* _Instrução dada 1_: Disponha como uma lista numerada as linhas dos registros, começando pela primeira linha e seguindo até a linha com "[6,260,378,497]", incluindo as duas. Deixe de fora as linhas em branco e não inclua nenhuma outra linha.

Escândalos como o do Mensalão costumam ser um prato cheio para a mídia. E isso é ponto pacífico tanto para os críticos naturais da imprensa como para aqueles que acompanham, ávidos por novidades, o noticiário. Entre esses dois grupos, no entanto, há uma cisão. Os primeiros acreditam que a imprensa age pelo "quanto pior, melhor"; já os segundos vêem a mídia como forma de esclarecer a população a respeito dos assuntos que estão na ata do dia. Na avaliação deste colunista, deveria existir mais um ponto de consenso. Quando o trabalho da imprensa é bem feito, quem sai ganhando não é só o jornal, porque conseguiu solapar a concorrência, nem somente os acusadores da vez, mas, sobretudo, a sociedade, porque o trabalho do jornalismo bem realizado é um dos pilares das democracias bem estabelecidas, uma espécie de tipo ideal.

O parágrafo anterior, com efeito, é uma espécie de tipo ideal. Como se sabe, o jornalismo não com o mesmo rigor em todos os casos. Em algumas coberturas, aliás, sobram opiniões e faltam investigação, apuração e observação crítica daquilo que se vê. Sob essa perspectiva, é estimulante que a jornalista Elvira Lobato, do jornal Folha de S.Paulo, tenha publicado, recentemente, Instinto de Repórter (Publifolha, 288 págs.). Trata-se de uma coletânea de reportagens assinadas por ela, onde o leitor poderá ver o jornalismo investigativo levado às últimas instâncias. Em 11 casos exemplares, Elvira traça um panorama de seus 20 anos de atuação no árduo campo da reportagem, gênero muitas vezes ingrato pelo esforço que demanda, mas igualmente prazeroso pelo resultado que proporciona aos leitores.

* _Registros brutos_:
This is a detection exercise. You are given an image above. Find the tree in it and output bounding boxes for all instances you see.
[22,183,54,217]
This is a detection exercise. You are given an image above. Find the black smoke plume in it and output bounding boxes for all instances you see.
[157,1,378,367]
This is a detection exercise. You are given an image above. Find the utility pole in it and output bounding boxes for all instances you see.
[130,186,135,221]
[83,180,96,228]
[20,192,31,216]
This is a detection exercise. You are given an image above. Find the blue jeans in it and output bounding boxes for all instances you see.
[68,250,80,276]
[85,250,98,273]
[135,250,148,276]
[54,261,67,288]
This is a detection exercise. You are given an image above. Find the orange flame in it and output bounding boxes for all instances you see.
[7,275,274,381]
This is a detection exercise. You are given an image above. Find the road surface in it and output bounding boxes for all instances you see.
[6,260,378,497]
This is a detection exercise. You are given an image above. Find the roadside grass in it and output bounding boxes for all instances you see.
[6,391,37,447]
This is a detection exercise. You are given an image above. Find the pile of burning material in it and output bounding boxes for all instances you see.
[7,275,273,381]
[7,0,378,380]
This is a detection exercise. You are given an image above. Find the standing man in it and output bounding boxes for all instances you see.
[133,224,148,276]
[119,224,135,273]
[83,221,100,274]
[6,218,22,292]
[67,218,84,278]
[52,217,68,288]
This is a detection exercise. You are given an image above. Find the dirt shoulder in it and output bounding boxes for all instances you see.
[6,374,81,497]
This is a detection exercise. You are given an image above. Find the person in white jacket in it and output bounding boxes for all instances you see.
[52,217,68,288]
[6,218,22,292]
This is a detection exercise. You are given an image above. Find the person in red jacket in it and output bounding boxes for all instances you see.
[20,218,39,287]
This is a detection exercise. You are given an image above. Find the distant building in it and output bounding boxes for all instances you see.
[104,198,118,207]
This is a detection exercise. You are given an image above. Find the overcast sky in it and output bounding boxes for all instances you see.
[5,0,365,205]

* _Instrução dada 2_:
Responda às perguntas abaixo com base no trecho sobre jornalismo.
(a) Segundo o trecho, como os críticos da imprensa acreditam que ela age?
(b) Por qual editora saiu Instinto de Repórter, e quantas páginas tem o livro?
(c) Em quantos casos exemplares Elvira traça o panorama de sua carreira, e quantos anos de atuação esse panorama abrange?

* _Resposta 1_:
1. This is a detection exercise. You are given an image above. Find the tree in it and output bounding boxes for all instances you see.
2. [22,183,54,217]
3. This is a detection exercise. You are given an image above. Find the black smoke plume in it and output bounding boxes for all instances you see.
4. [157,1,378,367]
5. This is a detection exercise. You are given an image above. Find the utility pole in it and output bounding boxes for all instances you see.
6. [130,186,135,221]
7. [83,180,96,228]
8. [20,192,31,216]
9. This is a detection exercise. You are given an image above. Find the blue jeans in it and output bounding boxes for all instances you see.
10. [68,250,80,276]
11. [85,250,98,273]
12. [135,250,148,276]
13. [54,261,67,288]
14. This is a detection exercise. You are given an image above. Find the orange flame in it and output bounding boxes for all instances you see.
15. [7,275,274,381]
16. This is a detection exercise. You are given an image above. Find the road surface in it and output bounding boxes for all instances you see.
17. [6,260,378,497]

* _Resposta 2_:
(a) Os críticos acreditam que a imprensa age pelo "quanto pior, melhor".
(b) O livro saiu pela Publifolha e tem 288 páginas.
(c) Elvira traça o panorama em 11 casos exemplares, que abrangem seus 20 anos de atuação.